- [Assigned task 1]: In the episode recap, whom does Jamie assign to accompany Claire and the boys home at dawn?
- [Assigned task 2]: Repeat the part of the episode recap between "Early morning. Jamie" and "a billy goat?", inclusive.

- [Passage shown]:

In Brownsville, Josiah tells Claire the men are putting up their tents for the night down the road. Claire busts out the “Jesus H. Roosevelt Christ!” as she realizes Keziah also needs his tonsils out. She doesn’t think Keziah can wait for surgery and she needs the (possibly) penicillin she’s been brewing in her surgery back home. Jamie tells her she needs to take Josiah and Keziah home, heal them, and return to him. He assigns Roger to accompany Claire and the boys home at dawn. When Roger protests, Jamie tells him that he made him a Captain before he was ready and orders him to take Claire home.

Brianna throws her sketches of Stephen Bonnet in the fire.

Revelry in Brownsville. Lucinda and her husband tell Claire that they would love to take the Beardsley baby. Someone lays out swords and Jamie dances. (Where’s Murtagh when we need him? Alas, he’s a Regulator now.) Jamie and Claire steal away for a private drunken moment. In a sweet scene that makes me tear up, Jamie asks Claire if she wants to keep “wee Bonnie,” because she may be the last chance for the two of them to raise a child together. Claire thanks him, but says she thinks Lucinda needs Bonnie more than anyone, and reminds Jamie that they might soon die in a fire. (Ah, romance.) They hear a gunshot. Alicia is nearby in the woods trying to kill herself and has wounded her shoulder. Claire takes her back to the room upstairs to tend her wound. Claire mentions Alicia’s “baby” in front of Jamie, then asks him to get some whiskey.

Outside, Jamie runs into Isaiah Morton, who has come back because he wants to see Alicia. While chastising Morton, Jamie mentions that Alicia is with child. Morton pulls a gun on him and demands Jamie take him to Alicia. Jamie and Morton join Alicia and Claire upstairs. The lovers reconcile. Roger comes in the room, sees Morton, and asks, “What are you thinking, coming back?” Isaiah responds, “I’m a fool, as ye said, as are ye, and as is the Colonel.” Isaiah challenges them to say they could leave the women they love if so ordered. They do not, and he and Alicia profess their love for one another again.

Early morning. Jamie leads Alicia and Isaiah on a horse out of Brownsville, but the horse accidentally knocks barrels down, causing a ruckus — I mean, a stramash. Jamie lets all the horses out of their pen as a distraction. The men come out and run after the horses. Jamie comes back with the billy goat and blames him for startling the horses. Jamie, Richard, and Lionel stare at each other meaningfully, but the Browns don’t call his bluff. Why would he lie about a billy goat?

Claire’s voiceover happens over a shot of her standing in the window that’s from the credit sequence. Her back is to us. As Alicia and Isaiah ride away, she muses that we all make choices, and all we can hope for “is that the good will outweigh the harm that may come of it.”

Items stored from a collection:
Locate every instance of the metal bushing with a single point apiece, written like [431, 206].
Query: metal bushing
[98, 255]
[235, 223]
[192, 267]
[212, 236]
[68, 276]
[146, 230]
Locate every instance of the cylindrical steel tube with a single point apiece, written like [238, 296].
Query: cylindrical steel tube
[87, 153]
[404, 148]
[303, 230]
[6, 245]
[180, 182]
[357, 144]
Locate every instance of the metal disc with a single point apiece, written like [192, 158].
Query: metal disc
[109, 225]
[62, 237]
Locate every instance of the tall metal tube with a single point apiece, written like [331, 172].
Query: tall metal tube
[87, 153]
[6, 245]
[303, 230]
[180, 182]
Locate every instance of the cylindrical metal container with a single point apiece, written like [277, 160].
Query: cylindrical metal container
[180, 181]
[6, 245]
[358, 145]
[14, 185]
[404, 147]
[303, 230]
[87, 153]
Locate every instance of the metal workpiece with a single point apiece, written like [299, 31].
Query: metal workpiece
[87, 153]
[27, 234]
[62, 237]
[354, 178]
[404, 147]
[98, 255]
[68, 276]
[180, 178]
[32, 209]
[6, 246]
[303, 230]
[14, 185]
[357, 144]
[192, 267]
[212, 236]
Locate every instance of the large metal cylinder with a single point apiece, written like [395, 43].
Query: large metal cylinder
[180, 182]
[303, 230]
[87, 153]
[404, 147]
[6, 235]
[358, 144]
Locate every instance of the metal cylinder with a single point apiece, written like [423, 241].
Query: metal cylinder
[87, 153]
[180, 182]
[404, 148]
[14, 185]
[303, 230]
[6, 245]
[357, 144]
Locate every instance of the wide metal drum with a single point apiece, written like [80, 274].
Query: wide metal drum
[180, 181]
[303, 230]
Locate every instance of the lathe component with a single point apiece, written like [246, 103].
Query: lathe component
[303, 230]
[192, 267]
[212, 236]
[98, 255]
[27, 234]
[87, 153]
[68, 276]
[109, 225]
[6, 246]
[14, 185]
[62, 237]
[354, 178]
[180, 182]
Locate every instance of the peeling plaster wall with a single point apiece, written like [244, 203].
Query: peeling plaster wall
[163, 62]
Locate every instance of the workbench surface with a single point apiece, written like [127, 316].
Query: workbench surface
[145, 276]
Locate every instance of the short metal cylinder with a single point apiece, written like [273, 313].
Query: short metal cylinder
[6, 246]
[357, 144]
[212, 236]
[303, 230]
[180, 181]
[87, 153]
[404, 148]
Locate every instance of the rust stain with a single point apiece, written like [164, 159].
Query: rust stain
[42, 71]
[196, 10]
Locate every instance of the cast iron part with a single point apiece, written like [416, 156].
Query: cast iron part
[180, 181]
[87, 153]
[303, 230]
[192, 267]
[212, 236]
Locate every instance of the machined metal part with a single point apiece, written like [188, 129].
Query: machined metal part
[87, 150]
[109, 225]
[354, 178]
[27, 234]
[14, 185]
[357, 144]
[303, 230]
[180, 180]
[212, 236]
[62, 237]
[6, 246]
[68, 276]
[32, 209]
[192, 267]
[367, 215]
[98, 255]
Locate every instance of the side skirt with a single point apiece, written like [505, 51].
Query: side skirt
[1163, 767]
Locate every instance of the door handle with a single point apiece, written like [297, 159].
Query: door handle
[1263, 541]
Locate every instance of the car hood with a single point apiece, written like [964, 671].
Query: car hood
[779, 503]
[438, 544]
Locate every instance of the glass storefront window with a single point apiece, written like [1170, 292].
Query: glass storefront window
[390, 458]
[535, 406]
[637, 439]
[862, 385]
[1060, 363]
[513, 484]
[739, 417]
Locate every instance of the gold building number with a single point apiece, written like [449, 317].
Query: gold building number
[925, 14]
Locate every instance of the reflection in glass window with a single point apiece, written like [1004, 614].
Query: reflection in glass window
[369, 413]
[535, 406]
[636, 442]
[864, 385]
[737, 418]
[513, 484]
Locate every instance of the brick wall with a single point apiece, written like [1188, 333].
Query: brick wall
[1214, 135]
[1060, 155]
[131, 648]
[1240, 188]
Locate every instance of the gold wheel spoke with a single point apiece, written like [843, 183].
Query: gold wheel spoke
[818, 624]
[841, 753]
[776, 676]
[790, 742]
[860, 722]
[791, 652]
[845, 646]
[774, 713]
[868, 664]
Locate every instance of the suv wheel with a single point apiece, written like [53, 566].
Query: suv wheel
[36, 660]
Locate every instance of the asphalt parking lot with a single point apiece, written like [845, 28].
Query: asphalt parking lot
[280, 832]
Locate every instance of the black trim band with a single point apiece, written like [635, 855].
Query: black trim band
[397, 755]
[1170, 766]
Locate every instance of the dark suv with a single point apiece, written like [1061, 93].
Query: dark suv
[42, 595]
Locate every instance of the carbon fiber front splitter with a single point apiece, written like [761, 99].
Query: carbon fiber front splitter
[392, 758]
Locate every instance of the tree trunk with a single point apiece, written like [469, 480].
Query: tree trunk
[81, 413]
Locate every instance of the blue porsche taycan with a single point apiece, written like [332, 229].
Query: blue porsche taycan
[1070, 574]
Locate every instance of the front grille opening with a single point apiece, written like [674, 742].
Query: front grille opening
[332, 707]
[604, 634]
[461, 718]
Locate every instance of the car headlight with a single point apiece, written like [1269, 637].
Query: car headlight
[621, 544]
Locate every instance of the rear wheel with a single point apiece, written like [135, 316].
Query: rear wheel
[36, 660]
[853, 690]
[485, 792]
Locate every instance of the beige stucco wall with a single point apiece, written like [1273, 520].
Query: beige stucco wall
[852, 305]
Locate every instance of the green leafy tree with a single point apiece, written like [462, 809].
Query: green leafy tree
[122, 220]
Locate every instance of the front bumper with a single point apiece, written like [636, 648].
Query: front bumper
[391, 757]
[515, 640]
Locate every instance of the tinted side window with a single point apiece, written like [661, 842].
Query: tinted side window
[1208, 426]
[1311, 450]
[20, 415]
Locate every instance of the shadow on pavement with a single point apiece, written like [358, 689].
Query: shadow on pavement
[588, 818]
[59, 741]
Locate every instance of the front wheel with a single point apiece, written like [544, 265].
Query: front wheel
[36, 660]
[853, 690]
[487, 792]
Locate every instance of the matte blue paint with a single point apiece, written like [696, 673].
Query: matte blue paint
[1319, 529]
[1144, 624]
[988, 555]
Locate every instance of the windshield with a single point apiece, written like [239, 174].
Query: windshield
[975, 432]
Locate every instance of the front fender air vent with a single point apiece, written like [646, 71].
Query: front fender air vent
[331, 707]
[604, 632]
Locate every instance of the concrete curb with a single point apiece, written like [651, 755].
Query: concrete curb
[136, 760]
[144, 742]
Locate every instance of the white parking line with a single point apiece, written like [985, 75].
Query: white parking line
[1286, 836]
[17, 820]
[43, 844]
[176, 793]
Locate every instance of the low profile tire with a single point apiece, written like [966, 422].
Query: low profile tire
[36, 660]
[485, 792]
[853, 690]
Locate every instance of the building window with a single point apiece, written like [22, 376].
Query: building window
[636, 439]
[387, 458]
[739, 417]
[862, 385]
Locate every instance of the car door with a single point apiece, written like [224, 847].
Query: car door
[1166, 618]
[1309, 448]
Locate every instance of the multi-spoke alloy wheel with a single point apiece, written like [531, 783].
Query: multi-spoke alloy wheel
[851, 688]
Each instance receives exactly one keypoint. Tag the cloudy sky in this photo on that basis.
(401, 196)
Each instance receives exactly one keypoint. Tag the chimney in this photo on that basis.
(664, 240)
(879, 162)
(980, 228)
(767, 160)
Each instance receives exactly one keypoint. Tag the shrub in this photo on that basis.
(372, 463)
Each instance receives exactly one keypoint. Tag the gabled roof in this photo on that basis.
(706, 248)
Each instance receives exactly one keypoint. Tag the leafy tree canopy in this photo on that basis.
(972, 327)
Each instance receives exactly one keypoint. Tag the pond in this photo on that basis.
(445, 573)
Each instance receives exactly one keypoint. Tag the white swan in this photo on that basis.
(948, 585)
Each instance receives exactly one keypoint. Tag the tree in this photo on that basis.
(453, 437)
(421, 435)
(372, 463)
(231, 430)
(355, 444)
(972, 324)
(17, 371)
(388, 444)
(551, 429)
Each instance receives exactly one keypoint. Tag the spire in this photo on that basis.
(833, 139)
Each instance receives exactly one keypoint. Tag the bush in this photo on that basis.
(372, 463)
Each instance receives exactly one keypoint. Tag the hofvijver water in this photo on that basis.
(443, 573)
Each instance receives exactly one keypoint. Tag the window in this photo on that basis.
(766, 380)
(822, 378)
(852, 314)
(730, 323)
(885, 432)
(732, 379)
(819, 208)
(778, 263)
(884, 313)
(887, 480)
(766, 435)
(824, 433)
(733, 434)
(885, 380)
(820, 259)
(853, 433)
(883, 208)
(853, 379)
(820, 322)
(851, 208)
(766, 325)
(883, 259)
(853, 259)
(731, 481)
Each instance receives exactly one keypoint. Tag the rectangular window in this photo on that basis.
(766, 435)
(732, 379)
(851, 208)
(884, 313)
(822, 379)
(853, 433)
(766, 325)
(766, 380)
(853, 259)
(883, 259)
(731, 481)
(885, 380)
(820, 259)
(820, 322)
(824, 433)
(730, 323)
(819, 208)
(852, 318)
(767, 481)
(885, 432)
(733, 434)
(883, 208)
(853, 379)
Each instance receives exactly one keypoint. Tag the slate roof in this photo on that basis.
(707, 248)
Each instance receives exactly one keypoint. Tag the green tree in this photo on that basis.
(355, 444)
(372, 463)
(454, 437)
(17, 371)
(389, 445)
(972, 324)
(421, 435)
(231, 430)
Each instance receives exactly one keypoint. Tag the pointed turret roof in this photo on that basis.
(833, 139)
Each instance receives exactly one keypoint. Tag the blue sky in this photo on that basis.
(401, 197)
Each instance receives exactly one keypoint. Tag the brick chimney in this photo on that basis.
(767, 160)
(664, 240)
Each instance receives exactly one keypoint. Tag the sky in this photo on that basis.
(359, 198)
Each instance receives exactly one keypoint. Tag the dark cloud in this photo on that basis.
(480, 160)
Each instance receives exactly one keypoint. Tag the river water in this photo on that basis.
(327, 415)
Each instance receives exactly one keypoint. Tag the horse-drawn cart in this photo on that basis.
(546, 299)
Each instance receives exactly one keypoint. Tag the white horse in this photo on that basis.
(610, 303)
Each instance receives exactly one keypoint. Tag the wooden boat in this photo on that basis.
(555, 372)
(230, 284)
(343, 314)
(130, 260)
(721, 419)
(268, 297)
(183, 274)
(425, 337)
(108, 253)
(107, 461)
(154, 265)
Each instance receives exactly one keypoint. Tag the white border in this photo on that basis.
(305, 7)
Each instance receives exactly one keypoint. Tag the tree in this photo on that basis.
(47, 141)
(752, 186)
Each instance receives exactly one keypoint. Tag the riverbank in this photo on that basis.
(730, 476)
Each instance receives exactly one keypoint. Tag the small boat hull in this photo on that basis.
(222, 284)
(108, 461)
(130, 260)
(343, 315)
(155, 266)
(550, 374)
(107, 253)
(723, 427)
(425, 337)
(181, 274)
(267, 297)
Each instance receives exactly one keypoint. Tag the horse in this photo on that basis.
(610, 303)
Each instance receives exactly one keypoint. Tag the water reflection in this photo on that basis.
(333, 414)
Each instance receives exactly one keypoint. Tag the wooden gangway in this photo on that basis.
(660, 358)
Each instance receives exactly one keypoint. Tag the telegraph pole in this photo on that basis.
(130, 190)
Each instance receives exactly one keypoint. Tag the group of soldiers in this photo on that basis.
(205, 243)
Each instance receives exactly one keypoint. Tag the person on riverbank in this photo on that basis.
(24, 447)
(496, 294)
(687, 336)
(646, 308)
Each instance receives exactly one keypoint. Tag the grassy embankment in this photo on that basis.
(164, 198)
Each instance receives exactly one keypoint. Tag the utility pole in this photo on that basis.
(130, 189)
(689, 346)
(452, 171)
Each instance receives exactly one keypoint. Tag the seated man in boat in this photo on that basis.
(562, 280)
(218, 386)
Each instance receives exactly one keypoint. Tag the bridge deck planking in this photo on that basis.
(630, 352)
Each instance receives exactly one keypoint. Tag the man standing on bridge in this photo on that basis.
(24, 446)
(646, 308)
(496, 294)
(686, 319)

- [Response 1]: Roger.

- [Response 2]:
Early morning. Jamie leads Alicia and Isaiah on a horse out of Brownsville, but the horse accidentally knocks barrels down, causing a ruckus — I mean, a stramash. Jamie lets all the horses out of their pen as a distraction. The men come out and run after the horses. Jamie comes back with the billy goat and blames him for startling the horses. Jamie, Richard, and Lionel stare at each other meaningfully, but the Browns don’t call his bluff. Why would he lie about a billy goat?